Segmentation labeling entries:
┌──
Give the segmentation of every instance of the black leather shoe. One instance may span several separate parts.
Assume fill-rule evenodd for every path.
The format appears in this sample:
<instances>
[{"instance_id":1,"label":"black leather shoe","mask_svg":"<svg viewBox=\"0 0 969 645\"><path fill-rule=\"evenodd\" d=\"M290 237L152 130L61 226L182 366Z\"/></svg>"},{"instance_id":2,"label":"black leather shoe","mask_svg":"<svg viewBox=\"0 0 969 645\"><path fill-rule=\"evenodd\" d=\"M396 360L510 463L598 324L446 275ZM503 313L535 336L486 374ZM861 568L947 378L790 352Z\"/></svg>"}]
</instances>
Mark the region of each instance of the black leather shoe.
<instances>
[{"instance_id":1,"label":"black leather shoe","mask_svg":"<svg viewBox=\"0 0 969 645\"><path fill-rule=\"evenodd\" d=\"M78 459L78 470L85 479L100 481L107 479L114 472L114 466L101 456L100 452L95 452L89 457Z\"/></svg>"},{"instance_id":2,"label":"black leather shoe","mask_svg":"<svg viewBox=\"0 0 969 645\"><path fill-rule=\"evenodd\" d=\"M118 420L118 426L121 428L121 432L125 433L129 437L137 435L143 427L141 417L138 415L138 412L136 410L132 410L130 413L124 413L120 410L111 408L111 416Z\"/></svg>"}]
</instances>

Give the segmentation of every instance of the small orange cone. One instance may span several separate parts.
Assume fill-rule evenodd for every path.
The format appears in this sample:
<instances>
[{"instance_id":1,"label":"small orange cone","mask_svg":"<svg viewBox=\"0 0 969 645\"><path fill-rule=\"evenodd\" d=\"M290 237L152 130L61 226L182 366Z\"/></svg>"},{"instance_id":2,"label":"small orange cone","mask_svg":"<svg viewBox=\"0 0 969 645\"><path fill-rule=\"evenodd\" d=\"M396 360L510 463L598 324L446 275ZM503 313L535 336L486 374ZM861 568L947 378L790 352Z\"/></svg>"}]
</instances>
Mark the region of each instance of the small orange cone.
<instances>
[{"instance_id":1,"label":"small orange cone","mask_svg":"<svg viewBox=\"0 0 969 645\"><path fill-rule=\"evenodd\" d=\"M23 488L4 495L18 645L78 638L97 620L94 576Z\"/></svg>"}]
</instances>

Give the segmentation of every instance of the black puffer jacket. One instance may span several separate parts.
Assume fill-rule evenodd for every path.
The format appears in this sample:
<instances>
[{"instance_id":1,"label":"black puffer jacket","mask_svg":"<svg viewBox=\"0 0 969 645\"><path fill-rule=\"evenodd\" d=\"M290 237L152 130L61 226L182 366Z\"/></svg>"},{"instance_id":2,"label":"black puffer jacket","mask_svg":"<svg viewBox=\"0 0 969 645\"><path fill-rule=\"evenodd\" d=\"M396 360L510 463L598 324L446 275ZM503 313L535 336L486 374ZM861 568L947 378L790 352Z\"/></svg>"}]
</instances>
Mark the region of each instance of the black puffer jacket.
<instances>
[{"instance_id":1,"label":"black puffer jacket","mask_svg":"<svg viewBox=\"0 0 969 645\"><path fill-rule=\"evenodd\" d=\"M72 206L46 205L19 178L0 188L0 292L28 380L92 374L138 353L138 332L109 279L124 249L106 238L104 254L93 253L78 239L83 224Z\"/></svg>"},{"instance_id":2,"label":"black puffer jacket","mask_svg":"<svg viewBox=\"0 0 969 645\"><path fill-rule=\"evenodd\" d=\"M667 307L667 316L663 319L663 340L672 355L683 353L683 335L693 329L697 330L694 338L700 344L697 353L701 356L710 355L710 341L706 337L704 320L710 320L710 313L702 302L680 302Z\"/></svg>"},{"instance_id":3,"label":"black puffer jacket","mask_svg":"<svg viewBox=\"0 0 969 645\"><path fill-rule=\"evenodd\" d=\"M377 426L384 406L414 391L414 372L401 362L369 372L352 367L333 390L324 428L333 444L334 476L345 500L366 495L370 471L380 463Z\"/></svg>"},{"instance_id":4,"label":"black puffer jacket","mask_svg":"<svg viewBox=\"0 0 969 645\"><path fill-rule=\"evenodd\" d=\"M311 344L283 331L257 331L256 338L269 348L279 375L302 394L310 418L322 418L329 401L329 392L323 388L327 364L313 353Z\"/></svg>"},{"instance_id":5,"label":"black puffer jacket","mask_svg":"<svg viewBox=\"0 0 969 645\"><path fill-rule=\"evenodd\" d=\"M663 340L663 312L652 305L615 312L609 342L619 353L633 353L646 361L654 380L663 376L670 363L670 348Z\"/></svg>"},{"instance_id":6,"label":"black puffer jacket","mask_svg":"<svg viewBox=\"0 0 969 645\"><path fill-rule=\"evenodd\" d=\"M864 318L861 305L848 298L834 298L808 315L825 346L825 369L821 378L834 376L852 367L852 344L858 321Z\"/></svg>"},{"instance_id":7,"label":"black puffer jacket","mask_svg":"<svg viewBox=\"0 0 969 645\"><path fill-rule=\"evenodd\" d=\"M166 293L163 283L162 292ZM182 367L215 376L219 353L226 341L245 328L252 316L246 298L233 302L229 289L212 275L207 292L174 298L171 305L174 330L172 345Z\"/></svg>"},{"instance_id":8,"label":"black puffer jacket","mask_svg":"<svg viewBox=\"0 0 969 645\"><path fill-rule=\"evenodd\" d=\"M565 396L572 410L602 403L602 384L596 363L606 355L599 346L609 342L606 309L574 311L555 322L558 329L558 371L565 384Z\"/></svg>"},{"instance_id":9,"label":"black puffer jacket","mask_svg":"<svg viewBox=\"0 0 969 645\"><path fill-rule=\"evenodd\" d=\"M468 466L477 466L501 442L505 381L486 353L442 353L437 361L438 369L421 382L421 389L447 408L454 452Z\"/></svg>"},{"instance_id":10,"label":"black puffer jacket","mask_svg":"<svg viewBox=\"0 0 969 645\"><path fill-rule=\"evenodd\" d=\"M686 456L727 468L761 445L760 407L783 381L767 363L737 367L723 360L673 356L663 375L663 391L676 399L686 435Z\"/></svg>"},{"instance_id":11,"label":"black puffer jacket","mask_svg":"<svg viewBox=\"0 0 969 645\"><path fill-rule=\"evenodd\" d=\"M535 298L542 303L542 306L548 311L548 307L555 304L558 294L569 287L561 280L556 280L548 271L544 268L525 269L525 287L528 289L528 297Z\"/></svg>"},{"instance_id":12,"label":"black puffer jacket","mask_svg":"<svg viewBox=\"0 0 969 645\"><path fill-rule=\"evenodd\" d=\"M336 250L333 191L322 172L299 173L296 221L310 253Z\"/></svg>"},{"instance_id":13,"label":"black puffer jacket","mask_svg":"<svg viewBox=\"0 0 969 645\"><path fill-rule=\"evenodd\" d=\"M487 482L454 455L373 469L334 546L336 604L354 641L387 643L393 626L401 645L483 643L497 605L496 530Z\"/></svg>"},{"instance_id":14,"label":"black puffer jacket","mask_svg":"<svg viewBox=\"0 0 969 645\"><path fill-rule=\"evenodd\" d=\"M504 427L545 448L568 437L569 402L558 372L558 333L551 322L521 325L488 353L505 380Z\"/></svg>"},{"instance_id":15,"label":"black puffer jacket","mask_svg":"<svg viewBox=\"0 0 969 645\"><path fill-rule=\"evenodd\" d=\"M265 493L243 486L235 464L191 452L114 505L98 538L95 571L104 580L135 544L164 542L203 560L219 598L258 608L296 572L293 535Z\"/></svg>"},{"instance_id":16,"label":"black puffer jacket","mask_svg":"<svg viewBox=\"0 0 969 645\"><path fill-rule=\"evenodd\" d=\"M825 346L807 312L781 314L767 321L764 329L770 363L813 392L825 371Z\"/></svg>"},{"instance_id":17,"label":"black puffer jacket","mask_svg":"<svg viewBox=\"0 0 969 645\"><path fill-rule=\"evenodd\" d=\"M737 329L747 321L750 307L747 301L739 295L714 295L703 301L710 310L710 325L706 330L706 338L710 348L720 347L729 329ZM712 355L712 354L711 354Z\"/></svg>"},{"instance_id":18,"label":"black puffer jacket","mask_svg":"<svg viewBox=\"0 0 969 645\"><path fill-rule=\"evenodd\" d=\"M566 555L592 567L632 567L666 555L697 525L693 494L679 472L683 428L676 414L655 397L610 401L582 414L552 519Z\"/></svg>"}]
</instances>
└──
┌──
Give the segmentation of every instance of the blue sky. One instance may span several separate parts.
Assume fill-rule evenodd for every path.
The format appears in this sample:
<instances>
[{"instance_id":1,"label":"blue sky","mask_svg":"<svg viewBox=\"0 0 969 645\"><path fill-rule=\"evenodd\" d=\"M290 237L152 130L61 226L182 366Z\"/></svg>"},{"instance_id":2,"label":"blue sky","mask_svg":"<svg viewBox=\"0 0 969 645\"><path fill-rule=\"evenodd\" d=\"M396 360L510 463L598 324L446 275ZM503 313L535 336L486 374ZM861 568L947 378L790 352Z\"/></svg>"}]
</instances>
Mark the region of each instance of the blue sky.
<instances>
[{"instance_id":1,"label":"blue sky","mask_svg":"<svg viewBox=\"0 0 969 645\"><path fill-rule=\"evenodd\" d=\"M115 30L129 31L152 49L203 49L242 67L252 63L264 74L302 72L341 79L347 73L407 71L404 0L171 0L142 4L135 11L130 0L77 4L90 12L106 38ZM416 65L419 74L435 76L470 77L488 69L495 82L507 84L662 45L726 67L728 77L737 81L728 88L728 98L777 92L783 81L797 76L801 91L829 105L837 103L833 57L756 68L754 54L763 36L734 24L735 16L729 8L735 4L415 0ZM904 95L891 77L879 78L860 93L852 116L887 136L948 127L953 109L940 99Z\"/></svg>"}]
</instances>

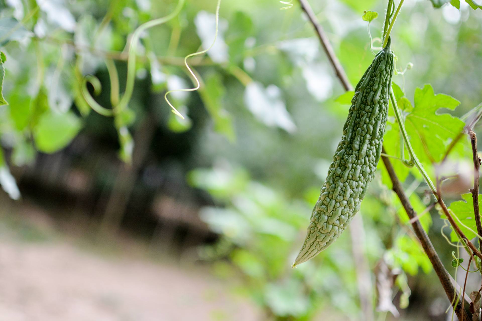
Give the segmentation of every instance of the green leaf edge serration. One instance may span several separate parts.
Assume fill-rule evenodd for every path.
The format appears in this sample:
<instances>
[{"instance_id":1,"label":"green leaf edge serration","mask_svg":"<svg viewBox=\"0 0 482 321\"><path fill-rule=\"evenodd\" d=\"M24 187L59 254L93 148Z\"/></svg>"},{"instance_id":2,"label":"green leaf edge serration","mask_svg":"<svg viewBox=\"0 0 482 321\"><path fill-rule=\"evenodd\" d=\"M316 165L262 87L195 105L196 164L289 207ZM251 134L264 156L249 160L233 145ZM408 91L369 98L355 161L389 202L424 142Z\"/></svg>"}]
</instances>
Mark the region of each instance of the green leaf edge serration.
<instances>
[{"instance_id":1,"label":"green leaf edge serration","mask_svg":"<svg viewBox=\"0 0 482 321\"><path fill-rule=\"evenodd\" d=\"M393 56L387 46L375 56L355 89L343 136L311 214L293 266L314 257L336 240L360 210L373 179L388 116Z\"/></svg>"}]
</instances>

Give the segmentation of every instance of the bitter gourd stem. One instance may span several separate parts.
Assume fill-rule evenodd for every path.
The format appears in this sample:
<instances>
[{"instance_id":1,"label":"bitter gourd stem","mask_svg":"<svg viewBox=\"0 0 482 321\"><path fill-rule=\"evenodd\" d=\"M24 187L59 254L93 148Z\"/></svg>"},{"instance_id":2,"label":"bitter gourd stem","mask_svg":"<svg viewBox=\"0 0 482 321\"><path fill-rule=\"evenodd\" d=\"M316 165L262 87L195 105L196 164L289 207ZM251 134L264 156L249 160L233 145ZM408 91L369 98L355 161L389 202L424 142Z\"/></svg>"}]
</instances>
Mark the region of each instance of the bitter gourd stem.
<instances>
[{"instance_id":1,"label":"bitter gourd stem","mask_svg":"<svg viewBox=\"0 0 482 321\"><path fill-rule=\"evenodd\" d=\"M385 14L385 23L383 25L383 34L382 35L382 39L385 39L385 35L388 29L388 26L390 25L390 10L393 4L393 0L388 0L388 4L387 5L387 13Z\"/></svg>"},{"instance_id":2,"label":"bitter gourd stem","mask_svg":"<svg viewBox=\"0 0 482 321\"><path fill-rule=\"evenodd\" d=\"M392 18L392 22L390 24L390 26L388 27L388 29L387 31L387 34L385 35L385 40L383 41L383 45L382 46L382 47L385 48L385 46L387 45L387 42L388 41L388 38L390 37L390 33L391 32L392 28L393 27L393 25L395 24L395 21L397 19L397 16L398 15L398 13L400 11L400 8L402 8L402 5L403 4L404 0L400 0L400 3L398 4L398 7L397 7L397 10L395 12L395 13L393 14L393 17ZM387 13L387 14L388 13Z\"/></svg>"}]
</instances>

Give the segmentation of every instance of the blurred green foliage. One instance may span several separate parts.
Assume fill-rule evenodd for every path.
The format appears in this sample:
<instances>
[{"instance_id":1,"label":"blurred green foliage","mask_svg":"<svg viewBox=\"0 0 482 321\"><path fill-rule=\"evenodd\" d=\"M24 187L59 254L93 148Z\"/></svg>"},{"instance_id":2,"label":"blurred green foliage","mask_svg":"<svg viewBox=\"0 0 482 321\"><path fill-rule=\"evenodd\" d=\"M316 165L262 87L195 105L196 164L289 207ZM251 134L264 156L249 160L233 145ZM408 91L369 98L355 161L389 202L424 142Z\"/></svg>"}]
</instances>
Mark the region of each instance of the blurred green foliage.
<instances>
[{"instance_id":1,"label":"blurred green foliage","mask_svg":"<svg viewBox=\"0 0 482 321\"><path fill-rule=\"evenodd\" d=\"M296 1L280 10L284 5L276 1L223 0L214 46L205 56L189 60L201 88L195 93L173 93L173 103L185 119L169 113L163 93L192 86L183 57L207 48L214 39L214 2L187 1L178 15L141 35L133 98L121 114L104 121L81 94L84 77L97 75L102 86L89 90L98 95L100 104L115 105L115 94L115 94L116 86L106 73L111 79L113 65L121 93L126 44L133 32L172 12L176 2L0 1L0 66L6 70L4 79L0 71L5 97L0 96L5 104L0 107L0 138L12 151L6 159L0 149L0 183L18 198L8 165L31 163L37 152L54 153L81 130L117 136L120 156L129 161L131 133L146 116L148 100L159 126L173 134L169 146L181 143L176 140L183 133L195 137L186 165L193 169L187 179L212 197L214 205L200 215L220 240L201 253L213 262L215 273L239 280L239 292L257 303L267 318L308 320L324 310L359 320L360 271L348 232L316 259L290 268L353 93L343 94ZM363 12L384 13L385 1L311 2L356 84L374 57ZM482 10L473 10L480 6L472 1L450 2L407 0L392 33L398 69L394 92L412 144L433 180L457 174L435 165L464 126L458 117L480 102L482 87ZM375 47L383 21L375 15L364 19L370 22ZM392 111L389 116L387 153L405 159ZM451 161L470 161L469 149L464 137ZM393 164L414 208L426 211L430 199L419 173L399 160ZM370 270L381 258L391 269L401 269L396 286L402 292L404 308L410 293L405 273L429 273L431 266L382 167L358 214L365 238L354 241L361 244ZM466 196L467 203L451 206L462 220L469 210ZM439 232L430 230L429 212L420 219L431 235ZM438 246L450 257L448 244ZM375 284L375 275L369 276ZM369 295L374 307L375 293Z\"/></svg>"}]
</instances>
└──
┌──
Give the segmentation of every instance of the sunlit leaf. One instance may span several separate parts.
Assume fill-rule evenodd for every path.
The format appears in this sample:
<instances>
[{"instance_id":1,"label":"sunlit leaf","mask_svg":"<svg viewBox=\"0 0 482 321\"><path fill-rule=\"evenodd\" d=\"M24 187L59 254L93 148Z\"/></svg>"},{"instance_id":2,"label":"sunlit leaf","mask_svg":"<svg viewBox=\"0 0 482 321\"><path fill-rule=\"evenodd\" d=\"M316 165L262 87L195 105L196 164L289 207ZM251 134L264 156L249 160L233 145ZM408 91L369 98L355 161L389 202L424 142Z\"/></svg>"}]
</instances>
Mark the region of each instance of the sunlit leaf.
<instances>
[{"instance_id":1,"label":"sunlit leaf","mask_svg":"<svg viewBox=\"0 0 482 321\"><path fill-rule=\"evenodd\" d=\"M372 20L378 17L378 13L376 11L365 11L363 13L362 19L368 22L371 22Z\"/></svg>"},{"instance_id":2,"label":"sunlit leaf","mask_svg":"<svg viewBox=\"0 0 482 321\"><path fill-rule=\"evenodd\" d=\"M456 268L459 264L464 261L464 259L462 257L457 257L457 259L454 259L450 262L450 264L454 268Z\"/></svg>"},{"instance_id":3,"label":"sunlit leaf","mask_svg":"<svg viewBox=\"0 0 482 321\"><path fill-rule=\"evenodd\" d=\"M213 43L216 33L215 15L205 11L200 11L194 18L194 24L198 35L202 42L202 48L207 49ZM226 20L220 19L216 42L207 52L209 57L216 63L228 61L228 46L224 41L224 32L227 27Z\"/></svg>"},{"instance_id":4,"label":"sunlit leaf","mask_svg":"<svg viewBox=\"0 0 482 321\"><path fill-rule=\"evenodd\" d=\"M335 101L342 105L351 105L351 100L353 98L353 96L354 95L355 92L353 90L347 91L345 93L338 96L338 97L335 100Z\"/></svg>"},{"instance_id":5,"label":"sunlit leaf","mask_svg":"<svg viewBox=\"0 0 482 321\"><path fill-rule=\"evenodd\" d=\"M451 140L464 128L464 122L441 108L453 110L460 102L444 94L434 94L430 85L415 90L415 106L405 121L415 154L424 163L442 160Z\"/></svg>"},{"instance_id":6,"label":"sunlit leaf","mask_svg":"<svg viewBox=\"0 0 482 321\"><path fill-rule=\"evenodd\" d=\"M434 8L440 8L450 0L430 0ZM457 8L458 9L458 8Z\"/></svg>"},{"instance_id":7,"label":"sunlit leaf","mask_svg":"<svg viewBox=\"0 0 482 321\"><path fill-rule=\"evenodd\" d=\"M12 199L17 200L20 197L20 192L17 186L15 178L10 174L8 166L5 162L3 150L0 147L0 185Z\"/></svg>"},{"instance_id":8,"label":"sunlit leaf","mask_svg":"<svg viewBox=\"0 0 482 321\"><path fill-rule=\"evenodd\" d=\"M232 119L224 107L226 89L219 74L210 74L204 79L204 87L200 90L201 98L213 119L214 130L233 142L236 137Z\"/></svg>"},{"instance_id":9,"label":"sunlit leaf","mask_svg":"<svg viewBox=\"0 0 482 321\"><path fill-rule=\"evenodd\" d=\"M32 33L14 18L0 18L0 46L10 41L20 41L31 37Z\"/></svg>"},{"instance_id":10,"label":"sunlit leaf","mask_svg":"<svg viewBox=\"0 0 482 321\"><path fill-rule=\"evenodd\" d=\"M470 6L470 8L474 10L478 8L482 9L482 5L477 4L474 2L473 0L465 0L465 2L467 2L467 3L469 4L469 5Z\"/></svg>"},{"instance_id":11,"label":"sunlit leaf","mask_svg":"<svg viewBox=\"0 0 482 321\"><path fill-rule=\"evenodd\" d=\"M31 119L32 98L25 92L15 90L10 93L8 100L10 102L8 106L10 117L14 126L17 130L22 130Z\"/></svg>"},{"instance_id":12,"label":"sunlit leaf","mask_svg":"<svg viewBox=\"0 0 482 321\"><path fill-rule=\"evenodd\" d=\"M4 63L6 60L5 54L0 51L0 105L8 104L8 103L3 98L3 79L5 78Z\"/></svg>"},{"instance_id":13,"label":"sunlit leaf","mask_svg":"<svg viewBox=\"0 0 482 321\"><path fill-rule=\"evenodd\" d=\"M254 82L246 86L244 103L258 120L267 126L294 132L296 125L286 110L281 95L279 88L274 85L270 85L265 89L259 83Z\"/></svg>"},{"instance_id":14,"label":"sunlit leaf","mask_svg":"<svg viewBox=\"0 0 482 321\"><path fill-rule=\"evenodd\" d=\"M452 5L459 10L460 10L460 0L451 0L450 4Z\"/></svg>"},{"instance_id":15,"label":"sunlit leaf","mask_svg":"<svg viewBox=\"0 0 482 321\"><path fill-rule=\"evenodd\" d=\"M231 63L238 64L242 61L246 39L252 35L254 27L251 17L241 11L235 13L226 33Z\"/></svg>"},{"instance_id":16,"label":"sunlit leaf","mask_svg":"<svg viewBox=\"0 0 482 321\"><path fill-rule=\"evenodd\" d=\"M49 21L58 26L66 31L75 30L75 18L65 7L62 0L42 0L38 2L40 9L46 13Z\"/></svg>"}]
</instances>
└──
_Work to be completed_.
Report each line above that contains the word "small" and copy every one of those lines in full.

_Full response_.
Give the segmentation of every instance of the small orange cone. One instance may span several separate parts.
[{"instance_id":1,"label":"small orange cone","mask_svg":"<svg viewBox=\"0 0 969 645\"><path fill-rule=\"evenodd\" d=\"M290 237L152 130L61 226L182 366Z\"/></svg>"},{"instance_id":2,"label":"small orange cone","mask_svg":"<svg viewBox=\"0 0 969 645\"><path fill-rule=\"evenodd\" d=\"M396 360L510 463L598 324L446 275ZM503 313L535 336L486 374ZM861 568L947 378L790 352Z\"/></svg>"}]
Mark the region of each instance of the small orange cone.
[{"instance_id":1,"label":"small orange cone","mask_svg":"<svg viewBox=\"0 0 969 645\"><path fill-rule=\"evenodd\" d=\"M23 488L4 495L18 645L78 638L97 620L94 576Z\"/></svg>"}]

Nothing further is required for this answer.